Excerpt provided –

The Seven Scenes of the Cross on Good Friday

Did you know there are seven scenes of the Cross in John’s Gospel?

John 19:16-42

Introduction

That’s the message of our God through this tragic event:

“God responds to the most basic human problem, death, not by avoiding it, or transcending it, or drugging it – but by transforming it! God himself (in Christ) suffers. Death is the answer to death. Our suffering is crossed out by his.” Thomas Schmidt in A Scandalous Beauty.

 

There are Seven Scenes of the Cross

            Which has rich and symbolic meaning to tell you something.

 

Scene One (19:16b-18)

            So they took Jesus and led Him away (like a sacrificial lamb)

                        See Jesus being led for the slaughter; He will die at the same hour as the

                        sacrificial lambs are killed;

                                    Jesus is the high priest who offers Himself as your paschal lamb

 

                        We see Him carrying His own cross beam, upon which He will be hung

                                    Doesn’t this take you back to Abraham who took the wood and laid

                                                it on Isaac his son, who was to be the sacrificial offering?

Requests –
**A.** From the text on the seven scenes of the Cross, write out the passage starting at "sacrificial lambs are" and ending at "the sacrificial offering?".
**B.** Write what comes next in the text on the seven scenes of the Cross, picking up after its final sentence.

[Entries for pointing and labeling]
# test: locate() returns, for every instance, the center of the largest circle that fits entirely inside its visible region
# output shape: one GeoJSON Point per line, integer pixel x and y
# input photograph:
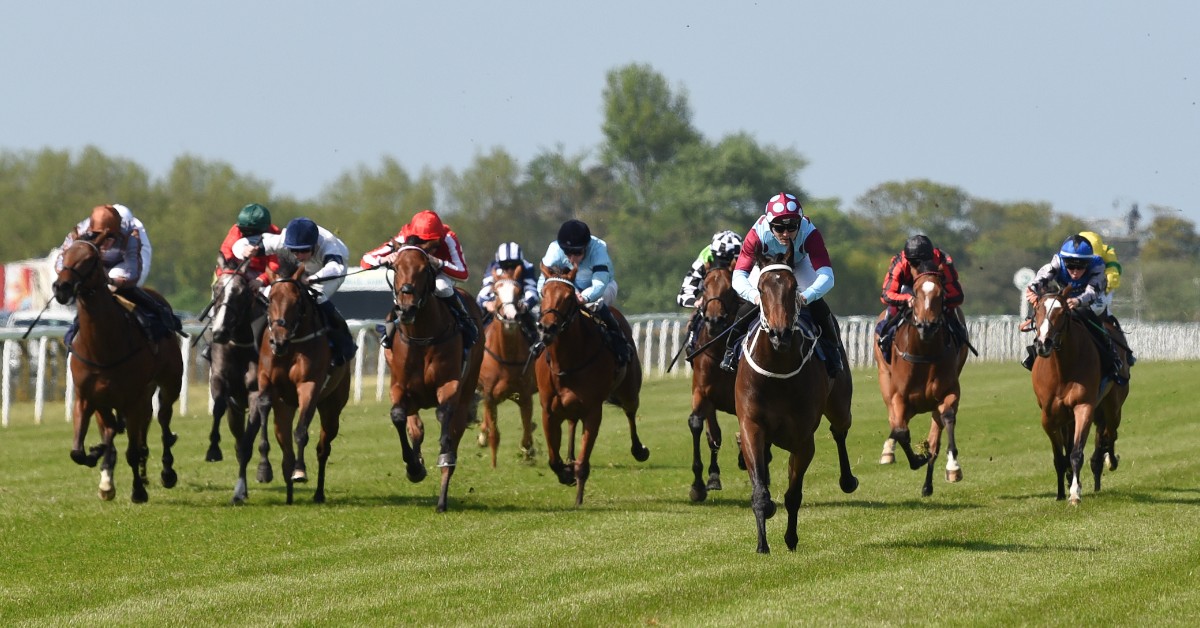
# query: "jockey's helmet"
{"type": "Point", "coordinates": [300, 234]}
{"type": "Point", "coordinates": [253, 220]}
{"type": "Point", "coordinates": [918, 249]}
{"type": "Point", "coordinates": [574, 237]}
{"type": "Point", "coordinates": [427, 226]}
{"type": "Point", "coordinates": [726, 245]}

Answer list –
**A.**
sacrificial lambs are killed;

                                    Jesus is the high priest who offers Himself as your paschal lamb

 

                        We see Him carrying His own cross beam, upon which He will be hung

                                    Doesn’t this take you back to Abraham who took the wood and laid

                                                it on Isaac his son, who was to be the sacrificial offering?

**B.**
 

                        Carries it out of the city to be killed at the place called in Hebrew, Golgotha

                                    in Latin, Calvaria; the hill shaped like a head.

                        The hill where He would be raised up for all to see,

                                    where they crucify Him among two others, just as Isa 53:12 told us:

                                    that the suffering servant would be counted among the transgressors

                       

 

The scene shifts:

Scene Two (19:19-22)

            Pilate wrote the title for this criminal Jesus and had the executioners hang it

            above Him Jesus of Nazareth, the King of the Jews written in three languages

                        -a universal proclamation of His enthronement!

 

            How His mother Mary would have recalled the angel’s declaration to her at the

            Beginning of Jesus’ life: You shall call His name Jesus. He will be great, and

                        will be called the Son of the Highest, and the Lord God will give Him the

                        throne of His father David and He will reign over Israel forever, and of

                        His kingdom there will be no end!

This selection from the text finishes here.